* **Material provided**
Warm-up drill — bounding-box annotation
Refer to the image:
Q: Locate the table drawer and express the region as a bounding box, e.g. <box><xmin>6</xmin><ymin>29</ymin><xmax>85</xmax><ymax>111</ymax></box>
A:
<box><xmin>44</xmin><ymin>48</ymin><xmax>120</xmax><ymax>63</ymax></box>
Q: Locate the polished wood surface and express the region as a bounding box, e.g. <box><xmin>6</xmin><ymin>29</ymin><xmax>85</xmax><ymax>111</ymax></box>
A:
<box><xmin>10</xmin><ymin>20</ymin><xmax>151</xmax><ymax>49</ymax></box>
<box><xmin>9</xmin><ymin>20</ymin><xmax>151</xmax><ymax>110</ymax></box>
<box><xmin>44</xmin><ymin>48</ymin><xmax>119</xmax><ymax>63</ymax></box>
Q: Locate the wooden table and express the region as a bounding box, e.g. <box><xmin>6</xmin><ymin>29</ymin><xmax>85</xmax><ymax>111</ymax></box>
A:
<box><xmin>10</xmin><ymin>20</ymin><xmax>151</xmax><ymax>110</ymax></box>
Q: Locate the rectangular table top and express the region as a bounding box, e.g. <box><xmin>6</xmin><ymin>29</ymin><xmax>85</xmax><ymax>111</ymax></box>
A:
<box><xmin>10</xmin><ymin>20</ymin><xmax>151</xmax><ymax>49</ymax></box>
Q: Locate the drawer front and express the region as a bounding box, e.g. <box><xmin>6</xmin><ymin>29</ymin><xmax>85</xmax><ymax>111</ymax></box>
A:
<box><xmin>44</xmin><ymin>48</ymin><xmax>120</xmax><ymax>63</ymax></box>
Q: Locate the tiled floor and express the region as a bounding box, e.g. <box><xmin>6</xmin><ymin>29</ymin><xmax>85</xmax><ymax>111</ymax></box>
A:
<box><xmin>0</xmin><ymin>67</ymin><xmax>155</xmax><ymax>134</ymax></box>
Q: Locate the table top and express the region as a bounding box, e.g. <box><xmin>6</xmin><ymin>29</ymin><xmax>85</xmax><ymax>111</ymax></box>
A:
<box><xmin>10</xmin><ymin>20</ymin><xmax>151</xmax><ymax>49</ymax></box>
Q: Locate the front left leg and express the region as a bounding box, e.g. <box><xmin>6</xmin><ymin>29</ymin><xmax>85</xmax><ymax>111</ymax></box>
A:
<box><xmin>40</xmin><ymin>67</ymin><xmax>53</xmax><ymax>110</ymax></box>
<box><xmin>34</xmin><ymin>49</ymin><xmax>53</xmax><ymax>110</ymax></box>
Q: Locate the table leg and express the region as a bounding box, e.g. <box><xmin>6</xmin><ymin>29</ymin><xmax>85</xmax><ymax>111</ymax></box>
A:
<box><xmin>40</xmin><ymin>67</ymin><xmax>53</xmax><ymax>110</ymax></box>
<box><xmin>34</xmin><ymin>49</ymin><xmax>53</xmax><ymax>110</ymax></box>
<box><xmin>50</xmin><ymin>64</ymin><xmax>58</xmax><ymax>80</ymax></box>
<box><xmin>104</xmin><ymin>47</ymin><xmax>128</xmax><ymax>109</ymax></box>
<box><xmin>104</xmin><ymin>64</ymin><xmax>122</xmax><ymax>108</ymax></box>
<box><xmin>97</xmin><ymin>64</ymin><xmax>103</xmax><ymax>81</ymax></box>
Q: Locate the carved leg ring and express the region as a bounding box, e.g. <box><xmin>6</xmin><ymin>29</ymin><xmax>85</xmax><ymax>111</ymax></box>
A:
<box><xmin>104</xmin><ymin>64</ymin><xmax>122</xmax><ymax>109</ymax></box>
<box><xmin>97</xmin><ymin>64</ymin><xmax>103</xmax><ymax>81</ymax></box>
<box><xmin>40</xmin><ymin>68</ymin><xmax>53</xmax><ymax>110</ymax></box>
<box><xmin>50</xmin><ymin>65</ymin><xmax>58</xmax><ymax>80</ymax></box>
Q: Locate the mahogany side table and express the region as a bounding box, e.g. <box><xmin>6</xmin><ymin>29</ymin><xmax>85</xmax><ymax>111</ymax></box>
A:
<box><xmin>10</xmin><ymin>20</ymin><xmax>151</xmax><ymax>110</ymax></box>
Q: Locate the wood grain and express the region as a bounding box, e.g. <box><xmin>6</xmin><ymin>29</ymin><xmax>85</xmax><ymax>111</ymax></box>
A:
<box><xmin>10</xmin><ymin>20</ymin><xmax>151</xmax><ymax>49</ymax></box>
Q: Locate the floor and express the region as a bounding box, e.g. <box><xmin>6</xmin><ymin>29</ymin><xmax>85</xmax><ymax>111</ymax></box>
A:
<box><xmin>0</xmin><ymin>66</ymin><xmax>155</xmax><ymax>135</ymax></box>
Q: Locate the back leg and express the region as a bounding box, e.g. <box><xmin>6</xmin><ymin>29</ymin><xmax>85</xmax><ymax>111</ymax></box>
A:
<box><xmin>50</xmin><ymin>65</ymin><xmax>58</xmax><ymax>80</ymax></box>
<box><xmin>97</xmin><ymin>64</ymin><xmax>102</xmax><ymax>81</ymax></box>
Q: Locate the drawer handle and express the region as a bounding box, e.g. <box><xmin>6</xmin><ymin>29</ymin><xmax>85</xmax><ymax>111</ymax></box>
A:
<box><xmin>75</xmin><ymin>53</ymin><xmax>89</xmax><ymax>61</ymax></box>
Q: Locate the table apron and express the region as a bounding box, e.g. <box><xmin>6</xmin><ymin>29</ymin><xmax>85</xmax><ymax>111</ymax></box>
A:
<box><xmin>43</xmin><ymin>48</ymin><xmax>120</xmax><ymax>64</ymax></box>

* **Directions**
Nothing but a number is needed: tally the lines of the listing that contain "front".

* **Written response**
2